[Spatial localization data]
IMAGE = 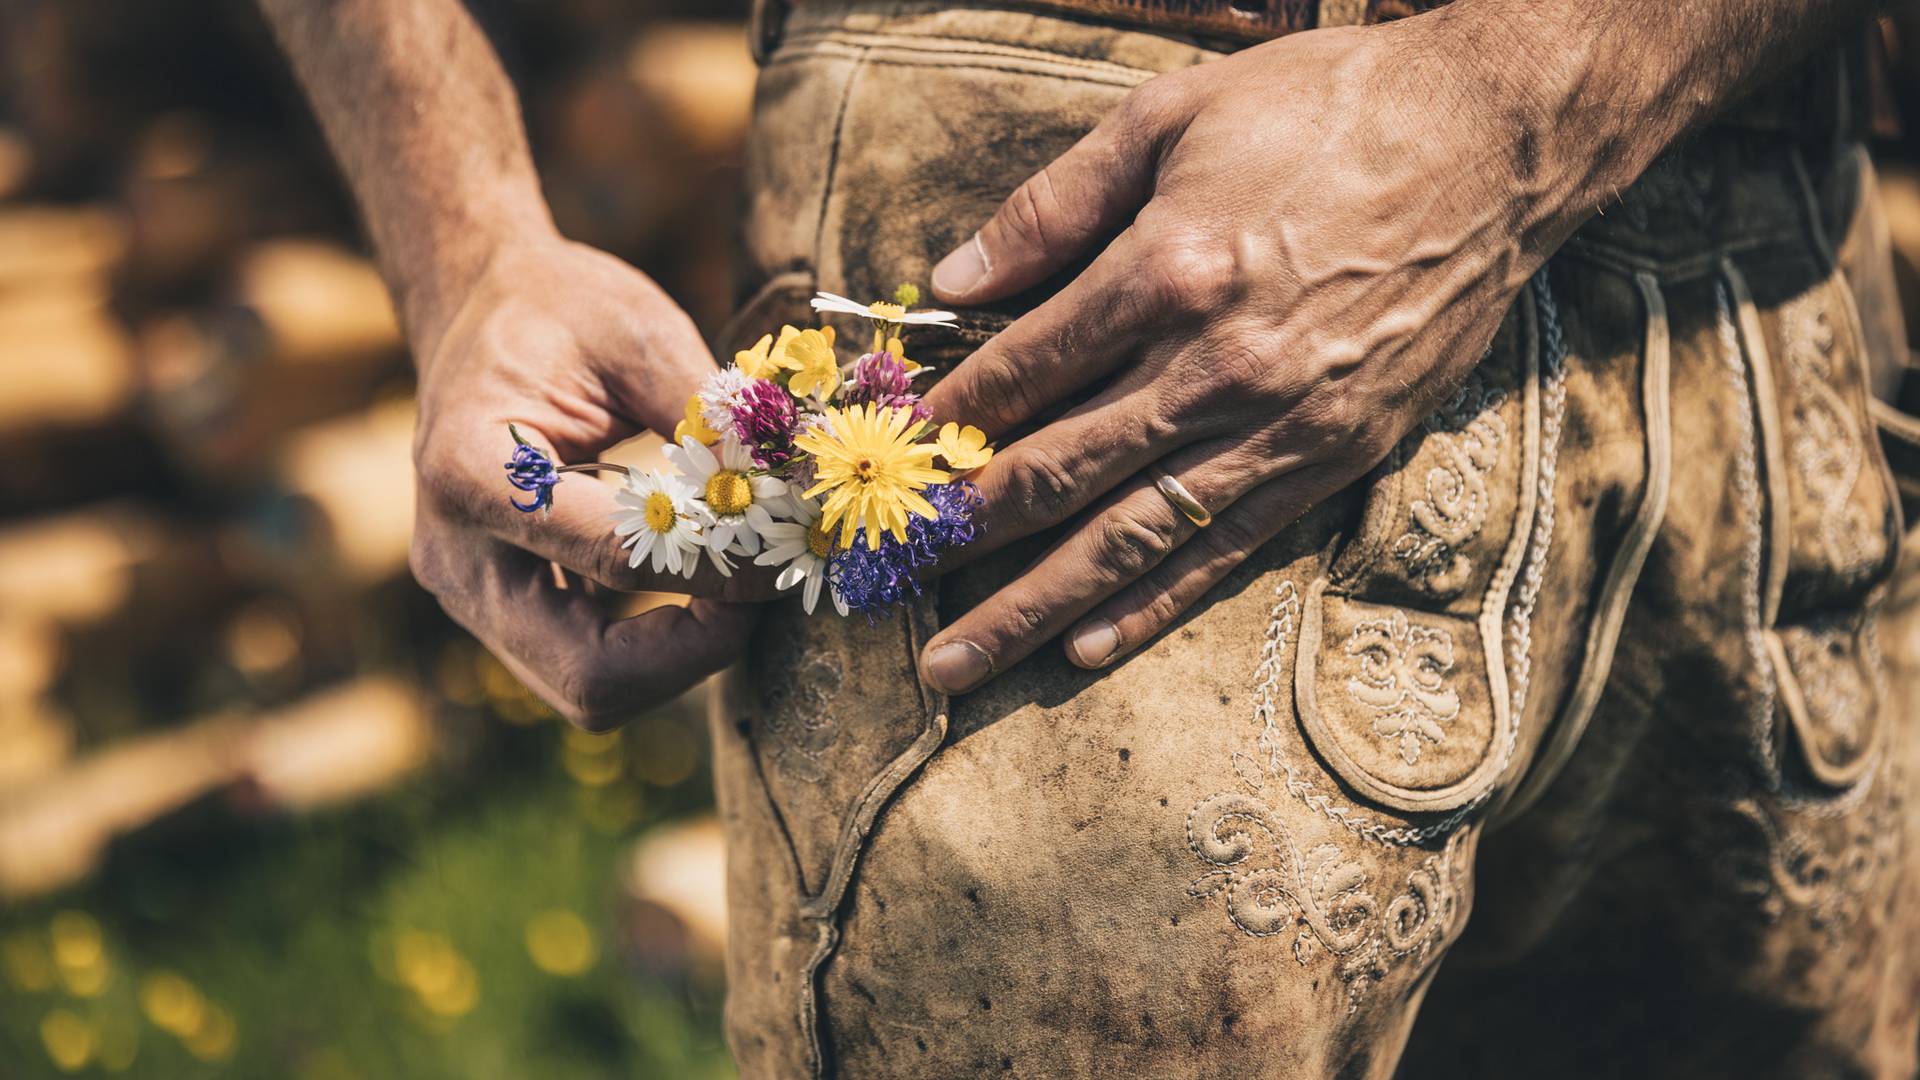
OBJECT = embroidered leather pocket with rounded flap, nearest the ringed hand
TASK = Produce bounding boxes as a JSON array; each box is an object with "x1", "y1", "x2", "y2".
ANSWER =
[{"x1": 1294, "y1": 286, "x2": 1540, "y2": 813}]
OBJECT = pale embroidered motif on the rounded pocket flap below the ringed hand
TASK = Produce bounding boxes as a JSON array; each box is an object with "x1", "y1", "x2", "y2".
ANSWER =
[{"x1": 1344, "y1": 609, "x2": 1459, "y2": 765}]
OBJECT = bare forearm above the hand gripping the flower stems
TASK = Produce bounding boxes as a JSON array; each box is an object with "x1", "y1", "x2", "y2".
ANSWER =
[{"x1": 259, "y1": 0, "x2": 553, "y2": 363}]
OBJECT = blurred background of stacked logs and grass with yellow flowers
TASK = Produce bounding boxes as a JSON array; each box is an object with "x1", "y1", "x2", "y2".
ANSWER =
[{"x1": 0, "y1": 0, "x2": 755, "y2": 1080}]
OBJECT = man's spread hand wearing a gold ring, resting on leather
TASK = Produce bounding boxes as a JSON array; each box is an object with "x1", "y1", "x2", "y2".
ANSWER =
[{"x1": 922, "y1": 17, "x2": 1571, "y2": 694}]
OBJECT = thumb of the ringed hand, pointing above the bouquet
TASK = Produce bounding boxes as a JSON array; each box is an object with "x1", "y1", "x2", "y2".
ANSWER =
[{"x1": 933, "y1": 76, "x2": 1160, "y2": 304}]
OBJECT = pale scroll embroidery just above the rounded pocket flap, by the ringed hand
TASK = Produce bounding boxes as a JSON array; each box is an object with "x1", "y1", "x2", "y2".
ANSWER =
[{"x1": 1392, "y1": 373, "x2": 1507, "y2": 596}]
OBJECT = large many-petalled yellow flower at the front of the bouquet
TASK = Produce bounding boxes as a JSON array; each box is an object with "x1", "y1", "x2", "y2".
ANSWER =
[{"x1": 793, "y1": 404, "x2": 948, "y2": 548}]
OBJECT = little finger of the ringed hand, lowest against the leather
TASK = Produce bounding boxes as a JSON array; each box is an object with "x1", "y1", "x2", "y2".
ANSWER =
[{"x1": 1066, "y1": 465, "x2": 1352, "y2": 669}]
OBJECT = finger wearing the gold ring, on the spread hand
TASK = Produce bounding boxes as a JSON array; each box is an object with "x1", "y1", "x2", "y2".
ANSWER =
[{"x1": 922, "y1": 440, "x2": 1258, "y2": 694}]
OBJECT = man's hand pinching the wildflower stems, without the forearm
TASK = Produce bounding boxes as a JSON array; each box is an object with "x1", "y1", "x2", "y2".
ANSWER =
[{"x1": 411, "y1": 238, "x2": 774, "y2": 730}]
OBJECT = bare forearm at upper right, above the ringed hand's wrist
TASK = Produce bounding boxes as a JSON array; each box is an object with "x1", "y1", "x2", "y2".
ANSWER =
[{"x1": 1432, "y1": 0, "x2": 1874, "y2": 258}]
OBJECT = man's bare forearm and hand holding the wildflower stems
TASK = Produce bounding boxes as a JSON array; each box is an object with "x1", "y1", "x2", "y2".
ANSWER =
[{"x1": 261, "y1": 0, "x2": 770, "y2": 728}]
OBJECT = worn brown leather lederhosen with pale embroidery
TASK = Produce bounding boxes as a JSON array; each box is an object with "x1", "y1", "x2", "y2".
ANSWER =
[{"x1": 714, "y1": 4, "x2": 1920, "y2": 1078}]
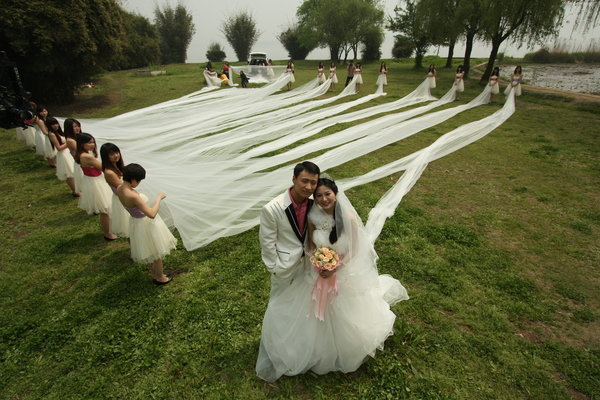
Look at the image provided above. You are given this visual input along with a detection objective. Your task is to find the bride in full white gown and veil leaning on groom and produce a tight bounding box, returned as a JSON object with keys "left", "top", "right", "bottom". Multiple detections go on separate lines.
{"left": 256, "top": 175, "right": 408, "bottom": 382}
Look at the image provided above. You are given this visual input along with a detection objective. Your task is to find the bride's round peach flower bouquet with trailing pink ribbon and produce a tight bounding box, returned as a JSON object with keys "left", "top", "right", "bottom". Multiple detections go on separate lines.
{"left": 310, "top": 247, "right": 340, "bottom": 321}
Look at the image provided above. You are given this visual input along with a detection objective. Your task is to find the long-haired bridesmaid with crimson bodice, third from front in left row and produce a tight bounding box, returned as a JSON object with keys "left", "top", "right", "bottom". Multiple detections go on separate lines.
{"left": 75, "top": 133, "right": 118, "bottom": 241}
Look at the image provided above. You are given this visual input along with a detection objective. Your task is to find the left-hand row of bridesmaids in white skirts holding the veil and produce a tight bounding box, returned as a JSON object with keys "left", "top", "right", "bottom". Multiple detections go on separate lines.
{"left": 16, "top": 111, "right": 177, "bottom": 285}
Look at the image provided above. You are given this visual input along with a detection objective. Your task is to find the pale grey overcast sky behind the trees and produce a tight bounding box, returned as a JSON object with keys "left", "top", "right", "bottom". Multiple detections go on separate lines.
{"left": 121, "top": 0, "right": 600, "bottom": 63}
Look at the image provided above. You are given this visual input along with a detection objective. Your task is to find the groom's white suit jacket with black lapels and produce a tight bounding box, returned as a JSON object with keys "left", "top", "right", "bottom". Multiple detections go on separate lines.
{"left": 259, "top": 190, "right": 313, "bottom": 293}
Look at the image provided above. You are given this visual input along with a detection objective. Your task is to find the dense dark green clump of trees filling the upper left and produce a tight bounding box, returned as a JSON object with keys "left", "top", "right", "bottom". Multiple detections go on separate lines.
{"left": 0, "top": 0, "right": 194, "bottom": 103}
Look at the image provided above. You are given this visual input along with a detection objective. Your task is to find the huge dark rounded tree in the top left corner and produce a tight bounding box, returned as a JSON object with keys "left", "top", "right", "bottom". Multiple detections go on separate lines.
{"left": 0, "top": 0, "right": 126, "bottom": 103}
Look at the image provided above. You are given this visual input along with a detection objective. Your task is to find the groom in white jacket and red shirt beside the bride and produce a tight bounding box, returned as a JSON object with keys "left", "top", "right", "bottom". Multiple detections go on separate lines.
{"left": 259, "top": 161, "right": 321, "bottom": 296}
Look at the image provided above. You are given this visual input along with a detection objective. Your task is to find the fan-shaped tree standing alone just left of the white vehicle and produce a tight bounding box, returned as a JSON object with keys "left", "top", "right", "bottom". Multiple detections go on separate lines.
{"left": 221, "top": 11, "right": 260, "bottom": 61}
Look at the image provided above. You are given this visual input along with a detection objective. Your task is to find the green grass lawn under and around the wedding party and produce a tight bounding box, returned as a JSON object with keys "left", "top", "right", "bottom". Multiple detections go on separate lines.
{"left": 0, "top": 59, "right": 600, "bottom": 400}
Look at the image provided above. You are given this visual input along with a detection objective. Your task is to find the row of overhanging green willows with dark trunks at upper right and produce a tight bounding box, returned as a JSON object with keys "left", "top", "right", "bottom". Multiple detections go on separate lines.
{"left": 386, "top": 0, "right": 568, "bottom": 82}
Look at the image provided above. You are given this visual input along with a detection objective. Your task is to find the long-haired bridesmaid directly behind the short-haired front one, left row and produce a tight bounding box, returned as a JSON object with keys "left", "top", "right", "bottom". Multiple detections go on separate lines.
{"left": 100, "top": 143, "right": 131, "bottom": 237}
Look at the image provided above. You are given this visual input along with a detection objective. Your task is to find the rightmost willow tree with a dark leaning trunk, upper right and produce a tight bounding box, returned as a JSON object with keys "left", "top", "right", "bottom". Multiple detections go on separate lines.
{"left": 481, "top": 0, "right": 565, "bottom": 82}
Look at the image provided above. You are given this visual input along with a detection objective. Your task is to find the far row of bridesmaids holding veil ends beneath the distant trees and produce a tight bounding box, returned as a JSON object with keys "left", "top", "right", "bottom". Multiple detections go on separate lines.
{"left": 317, "top": 61, "right": 523, "bottom": 102}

- Problem: Write out every entry above exactly, minus the pictures.

- Output of the exercise:
IMAGE = 
OBJECT = embroidered leather pocket with rounded flap, nearest the ringed hand
TASK = Produce bounding boxes as a JSON array; each box is an object with "x1", "y1", "x2", "y2".
ANSWER =
[{"x1": 1294, "y1": 286, "x2": 1540, "y2": 813}]
OBJECT = pale embroidered motif on the rounded pocket flap below the ringed hand
TASK = Produce bounding boxes as a JSON array; each box is an object with "x1", "y1", "x2", "y2".
ANSWER =
[{"x1": 1344, "y1": 609, "x2": 1459, "y2": 765}]
OBJECT = bare forearm above the hand gripping the flower stems
TASK = Produce bounding boxes as a JSON array; each box is an object with "x1", "y1", "x2", "y2".
ANSWER =
[{"x1": 259, "y1": 0, "x2": 553, "y2": 363}]
OBJECT = blurred background of stacked logs and grass with yellow flowers
TASK = Produce bounding boxes as a JSON array; each box is an object with "x1", "y1", "x2", "y2".
ANSWER =
[{"x1": 0, "y1": 0, "x2": 755, "y2": 1080}]
OBJECT = man's spread hand wearing a gold ring, resting on leather
TASK = Produce bounding boxes as a JSON array; each box is an object with "x1", "y1", "x2", "y2".
ANSWER =
[{"x1": 922, "y1": 17, "x2": 1571, "y2": 694}]
OBJECT = thumb of the ringed hand, pointing above the bouquet
TASK = Produce bounding boxes as a JSON array; each box is an object with "x1", "y1", "x2", "y2".
ANSWER =
[{"x1": 933, "y1": 76, "x2": 1160, "y2": 304}]
OBJECT = pale scroll embroidery just above the rounded pocket flap, by the ringed hand
TASK = Produce bounding boxes as a JSON array; each box is an object with "x1", "y1", "x2", "y2".
ANSWER =
[{"x1": 1392, "y1": 373, "x2": 1507, "y2": 596}]
OBJECT = large many-petalled yellow flower at the front of the bouquet
TASK = Produce bounding boxes as a JSON array; each box is an object with "x1", "y1", "x2", "y2".
ANSWER =
[{"x1": 793, "y1": 404, "x2": 948, "y2": 548}]
OBJECT = little finger of the ringed hand, lowest against the leather
TASK = Produce bounding boxes as a JSON array; each box is an object with "x1", "y1", "x2", "y2".
ANSWER =
[{"x1": 1066, "y1": 465, "x2": 1352, "y2": 669}]
OBJECT = finger wearing the gold ring, on the spread hand
TASK = Produce bounding boxes as a JSON array; each box is an object with "x1", "y1", "x2", "y2".
ANSWER =
[{"x1": 922, "y1": 440, "x2": 1258, "y2": 694}]
OBJECT = man's hand pinching the wildflower stems, without the forearm
TASK = Produce bounding boxes as a JSON array; each box is an object with "x1", "y1", "x2", "y2".
ANSWER =
[{"x1": 411, "y1": 238, "x2": 774, "y2": 730}]
OBJECT = bare forearm at upper right, above the ringed hand's wrist
TASK = Produce bounding boxes as a JSON array; each box is an object with "x1", "y1", "x2", "y2".
ANSWER =
[{"x1": 1432, "y1": 0, "x2": 1874, "y2": 258}]
OBJECT = man's bare forearm and hand holding the wildflower stems
TASK = Produce bounding boxes as a JSON array; each box is an object with "x1", "y1", "x2", "y2".
ANSWER =
[{"x1": 261, "y1": 0, "x2": 770, "y2": 728}]
OBJECT = worn brown leather lederhosen with pale embroidery
TASK = Produce bounding boxes as a JSON array; each box is an object with "x1", "y1", "x2", "y2".
ANSWER =
[{"x1": 714, "y1": 4, "x2": 1920, "y2": 1078}]
Look at the image provided above. You are given this visual input along with a detection objective. Your task is to find the bride in full white gown and veil leaning on groom and produce a tight bounding box, returned as a JSON object with keys "left", "top", "right", "bottom". Multiple detections go on separate lines.
{"left": 256, "top": 175, "right": 408, "bottom": 382}
Look at the image provided above. You are given this visual input along with a detection objective. Your task is to find the bride's round peach flower bouquet with trailing pink ribbon and produce a tight bounding box, returned as a JSON object with keys "left", "top", "right", "bottom". Multiple detections go on separate lines.
{"left": 310, "top": 247, "right": 340, "bottom": 321}
Look at the image provided above. You are given this visual input along with a detection objective. Your task is to find the long-haired bridesmaid with crimson bodice, third from front in left row and produce a tight bounding box, returned as a JSON object with keys "left", "top", "right", "bottom". Multiple detections go on separate lines.
{"left": 75, "top": 133, "right": 118, "bottom": 241}
Look at the image provided above. You are given this visual input along with a detection objective. Your task is to find the left-hand row of bridesmaids in white skirts holding the veil and produce a tight bounding box, returned as a JSON object with keys "left", "top", "right", "bottom". Multiple detections go on separate lines.
{"left": 16, "top": 111, "right": 177, "bottom": 285}
Look at the image provided above. You are given this visual input along with a detection objective. Your task is to find the pale grey overcast sky behind the trees and produce a tight bounding box, returned as a JSON object with keys "left", "top", "right", "bottom". Multiple detections go on separate lines.
{"left": 121, "top": 0, "right": 600, "bottom": 63}
Look at the image provided above. You are given this visual input along with a detection objective. Your task is to find the groom's white suit jacket with black lapels and produce a tight bounding box, returned as a JSON object with keys "left", "top", "right", "bottom". Multiple detections go on separate lines.
{"left": 259, "top": 190, "right": 313, "bottom": 293}
Look at the image provided above. You are given this visual input along with a detection objective. Your task is to find the dense dark green clump of trees filling the upper left and produce a tight bounding box, returned as a JSON object with keys "left", "top", "right", "bottom". Multiple detections go on separate lines.
{"left": 0, "top": 0, "right": 194, "bottom": 103}
Look at the image provided above. You are given this visual input along with a detection objective. Your task is to find the huge dark rounded tree in the top left corner and produce a tight bounding box, returned as a JSON object with keys "left", "top", "right", "bottom". Multiple detections go on separate lines.
{"left": 0, "top": 0, "right": 126, "bottom": 103}
Look at the image provided above. You are given this visual input along with a detection objective. Your task is to find the groom in white jacket and red shirt beside the bride and produce a tight bounding box, returned as a JSON object with keys "left", "top", "right", "bottom". Multiple detections go on separate lines.
{"left": 259, "top": 161, "right": 321, "bottom": 296}
Look at the image provided above. You are given this visual input along with a detection objective. Your task is to find the fan-shaped tree standing alone just left of the white vehicle and produce a tight bounding box, returned as a JSON object with keys "left", "top", "right", "bottom". Multiple detections go on separate lines.
{"left": 221, "top": 11, "right": 260, "bottom": 61}
Look at the image provided above. You are given this visual input along with a detection objective. Your task is to find the green grass lawn under and around the wedding party and produce a tight bounding box, returned as a JSON object with keys "left", "top", "right", "bottom". Multiple detections go on separate lines.
{"left": 0, "top": 59, "right": 600, "bottom": 400}
Look at the image provided above. You are given this visual input along with a detection objective. Your task is to find the row of overhanging green willows with dark trunks at upper right and produce a tight bounding box, returned as a JSON object with keys "left", "top", "right", "bottom". Multiple detections go on separate lines.
{"left": 386, "top": 0, "right": 568, "bottom": 82}
Look at the image provided above. You are given this visual input along with a detection objective. Your task is to find the long-haired bridesmaid directly behind the short-haired front one, left row and produce a tight bounding box, returned as a JSON object with keys "left", "top", "right", "bottom". Multiple detections go on separate lines.
{"left": 100, "top": 143, "right": 131, "bottom": 237}
Look at the image provided above. You are given this visual input along with a detection objective. Your task is to find the rightmost willow tree with a dark leaning trunk, upper right and produce a tight bounding box, returned as a JSON object with keys "left", "top", "right", "bottom". Multiple detections go on separate lines.
{"left": 481, "top": 0, "right": 565, "bottom": 82}
Look at the image provided above. You are given this visual input along with a detection objective. Your task is to find the far row of bridesmaids holding veil ends beneath the distant trees and produce a tight bounding box, returned as a JSON object with keys "left", "top", "right", "bottom". Multiple detections go on separate lines.
{"left": 317, "top": 61, "right": 523, "bottom": 102}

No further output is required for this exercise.